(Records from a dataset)
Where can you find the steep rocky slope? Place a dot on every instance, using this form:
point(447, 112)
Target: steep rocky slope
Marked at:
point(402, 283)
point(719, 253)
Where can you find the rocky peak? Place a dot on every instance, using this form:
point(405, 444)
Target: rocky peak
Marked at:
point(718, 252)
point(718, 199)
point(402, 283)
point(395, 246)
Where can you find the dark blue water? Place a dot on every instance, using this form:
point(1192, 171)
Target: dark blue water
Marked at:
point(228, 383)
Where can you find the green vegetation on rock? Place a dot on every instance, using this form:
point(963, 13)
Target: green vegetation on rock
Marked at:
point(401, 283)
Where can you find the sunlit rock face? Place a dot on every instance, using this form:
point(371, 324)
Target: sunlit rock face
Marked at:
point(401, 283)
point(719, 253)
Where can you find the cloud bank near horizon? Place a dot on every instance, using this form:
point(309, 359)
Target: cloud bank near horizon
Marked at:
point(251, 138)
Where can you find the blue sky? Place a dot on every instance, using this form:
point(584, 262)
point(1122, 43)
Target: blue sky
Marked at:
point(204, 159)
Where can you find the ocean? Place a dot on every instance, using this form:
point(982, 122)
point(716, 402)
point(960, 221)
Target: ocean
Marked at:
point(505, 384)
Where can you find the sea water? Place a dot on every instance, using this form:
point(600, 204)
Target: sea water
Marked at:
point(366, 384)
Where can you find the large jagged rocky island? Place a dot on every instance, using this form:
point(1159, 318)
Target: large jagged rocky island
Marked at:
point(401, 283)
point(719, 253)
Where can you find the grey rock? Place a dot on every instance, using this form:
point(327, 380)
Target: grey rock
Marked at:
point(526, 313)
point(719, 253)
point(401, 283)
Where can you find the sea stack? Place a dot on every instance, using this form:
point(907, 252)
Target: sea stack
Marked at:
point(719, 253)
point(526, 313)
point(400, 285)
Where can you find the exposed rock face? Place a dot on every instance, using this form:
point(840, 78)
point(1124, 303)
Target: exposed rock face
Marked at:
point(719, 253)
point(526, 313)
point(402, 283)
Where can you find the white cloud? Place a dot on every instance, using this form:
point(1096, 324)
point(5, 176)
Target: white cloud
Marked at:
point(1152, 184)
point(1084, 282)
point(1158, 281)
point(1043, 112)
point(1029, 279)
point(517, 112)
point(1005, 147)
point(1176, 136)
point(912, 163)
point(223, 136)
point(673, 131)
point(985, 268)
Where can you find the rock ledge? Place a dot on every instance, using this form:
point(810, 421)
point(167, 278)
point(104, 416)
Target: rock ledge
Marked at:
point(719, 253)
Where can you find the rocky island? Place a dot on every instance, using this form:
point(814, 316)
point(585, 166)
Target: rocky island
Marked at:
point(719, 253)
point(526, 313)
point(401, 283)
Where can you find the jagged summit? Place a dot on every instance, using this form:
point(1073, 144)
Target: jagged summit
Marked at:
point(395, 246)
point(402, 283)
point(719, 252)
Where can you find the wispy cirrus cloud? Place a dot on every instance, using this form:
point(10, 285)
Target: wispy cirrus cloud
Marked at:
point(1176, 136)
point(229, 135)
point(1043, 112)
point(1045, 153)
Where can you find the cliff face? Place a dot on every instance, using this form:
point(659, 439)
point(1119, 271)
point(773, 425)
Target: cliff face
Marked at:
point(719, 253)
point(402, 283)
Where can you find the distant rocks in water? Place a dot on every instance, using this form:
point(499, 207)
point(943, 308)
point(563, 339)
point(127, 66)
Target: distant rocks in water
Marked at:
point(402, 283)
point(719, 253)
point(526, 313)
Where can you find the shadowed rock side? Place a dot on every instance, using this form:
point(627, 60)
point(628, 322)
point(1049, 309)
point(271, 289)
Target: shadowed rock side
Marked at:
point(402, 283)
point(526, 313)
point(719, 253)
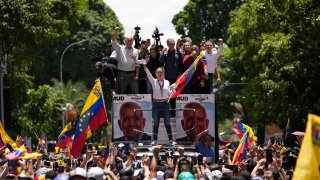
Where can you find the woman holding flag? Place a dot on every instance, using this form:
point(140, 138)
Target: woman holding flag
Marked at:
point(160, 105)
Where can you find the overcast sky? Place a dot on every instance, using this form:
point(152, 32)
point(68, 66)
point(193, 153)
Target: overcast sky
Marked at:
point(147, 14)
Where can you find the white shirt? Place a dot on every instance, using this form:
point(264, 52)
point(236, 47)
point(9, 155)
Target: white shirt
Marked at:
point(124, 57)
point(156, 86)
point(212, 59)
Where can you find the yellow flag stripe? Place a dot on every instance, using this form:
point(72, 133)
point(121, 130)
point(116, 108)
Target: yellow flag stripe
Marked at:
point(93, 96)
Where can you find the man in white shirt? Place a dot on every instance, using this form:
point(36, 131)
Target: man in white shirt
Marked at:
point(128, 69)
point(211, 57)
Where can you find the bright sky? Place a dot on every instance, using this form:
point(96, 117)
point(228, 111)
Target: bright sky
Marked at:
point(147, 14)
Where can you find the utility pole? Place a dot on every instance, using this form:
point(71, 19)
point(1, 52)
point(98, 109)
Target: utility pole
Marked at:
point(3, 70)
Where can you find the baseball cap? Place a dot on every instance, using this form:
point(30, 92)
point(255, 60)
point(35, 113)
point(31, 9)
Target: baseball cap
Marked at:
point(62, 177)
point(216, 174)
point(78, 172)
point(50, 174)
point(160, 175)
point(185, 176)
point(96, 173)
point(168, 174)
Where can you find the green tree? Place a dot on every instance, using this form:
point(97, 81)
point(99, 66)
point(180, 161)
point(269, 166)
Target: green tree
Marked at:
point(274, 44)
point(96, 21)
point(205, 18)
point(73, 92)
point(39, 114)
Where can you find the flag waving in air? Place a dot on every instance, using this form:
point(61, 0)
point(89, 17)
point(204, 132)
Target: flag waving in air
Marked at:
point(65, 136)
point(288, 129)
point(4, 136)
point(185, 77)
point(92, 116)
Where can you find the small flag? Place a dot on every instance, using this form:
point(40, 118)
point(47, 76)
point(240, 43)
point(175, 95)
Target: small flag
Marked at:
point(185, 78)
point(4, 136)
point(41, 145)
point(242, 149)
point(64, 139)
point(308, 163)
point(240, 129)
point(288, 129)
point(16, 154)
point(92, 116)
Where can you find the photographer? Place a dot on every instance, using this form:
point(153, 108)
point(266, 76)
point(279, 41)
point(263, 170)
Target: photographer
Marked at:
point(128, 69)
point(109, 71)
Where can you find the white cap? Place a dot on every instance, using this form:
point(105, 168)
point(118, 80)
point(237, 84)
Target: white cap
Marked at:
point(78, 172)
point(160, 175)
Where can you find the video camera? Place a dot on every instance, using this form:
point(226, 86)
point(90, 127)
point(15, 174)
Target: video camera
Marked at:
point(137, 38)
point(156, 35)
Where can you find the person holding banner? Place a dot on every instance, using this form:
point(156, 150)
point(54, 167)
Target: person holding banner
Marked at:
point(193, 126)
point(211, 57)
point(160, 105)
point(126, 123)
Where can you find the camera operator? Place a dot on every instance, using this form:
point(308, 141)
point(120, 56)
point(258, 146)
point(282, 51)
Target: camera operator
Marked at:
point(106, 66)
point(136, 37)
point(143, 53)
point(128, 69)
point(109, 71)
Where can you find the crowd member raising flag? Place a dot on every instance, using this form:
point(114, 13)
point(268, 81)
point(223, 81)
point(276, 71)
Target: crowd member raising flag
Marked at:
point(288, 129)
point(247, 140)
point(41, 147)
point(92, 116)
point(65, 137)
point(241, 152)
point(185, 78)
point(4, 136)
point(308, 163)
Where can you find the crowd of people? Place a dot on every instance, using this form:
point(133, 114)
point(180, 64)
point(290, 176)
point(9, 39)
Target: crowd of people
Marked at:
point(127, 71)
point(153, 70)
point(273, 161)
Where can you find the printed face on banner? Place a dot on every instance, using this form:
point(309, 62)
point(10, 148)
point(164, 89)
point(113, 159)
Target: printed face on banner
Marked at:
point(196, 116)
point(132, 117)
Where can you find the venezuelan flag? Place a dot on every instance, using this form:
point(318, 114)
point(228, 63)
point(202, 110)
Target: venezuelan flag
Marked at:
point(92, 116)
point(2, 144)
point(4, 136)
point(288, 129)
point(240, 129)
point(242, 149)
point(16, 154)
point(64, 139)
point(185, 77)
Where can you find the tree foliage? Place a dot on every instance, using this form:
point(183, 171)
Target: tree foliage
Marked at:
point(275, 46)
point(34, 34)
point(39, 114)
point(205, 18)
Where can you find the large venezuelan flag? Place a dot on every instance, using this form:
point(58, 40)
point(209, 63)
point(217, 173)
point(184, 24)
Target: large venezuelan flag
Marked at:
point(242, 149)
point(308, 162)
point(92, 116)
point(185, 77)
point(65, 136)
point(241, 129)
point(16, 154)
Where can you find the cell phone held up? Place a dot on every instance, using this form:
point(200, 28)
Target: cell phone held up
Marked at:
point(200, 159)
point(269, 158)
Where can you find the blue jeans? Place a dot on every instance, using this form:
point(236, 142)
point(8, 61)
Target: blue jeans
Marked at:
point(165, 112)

EXERCISE PROMPT:
Substitute "deep blue water" for "dark blue water" in the records, starting at the beginning of the records and ending at the line containing "point(228, 383)", and reproduce those lines with no other changes.

REPLY:
Where can you find the steep rocky slope? Place a dot on every instance, using this form:
point(447, 112)
Target: steep rocky slope
Marked at:
point(402, 283)
point(719, 253)
Where can you find the rocky peak? Place a dot on every instance, using this form:
point(405, 444)
Target: rocky peak
Marked at:
point(718, 252)
point(718, 199)
point(402, 283)
point(395, 246)
Where can you find the deep blue water? Place a dot on every instance, using this form:
point(1192, 171)
Target: deep blue water
Marked at:
point(228, 383)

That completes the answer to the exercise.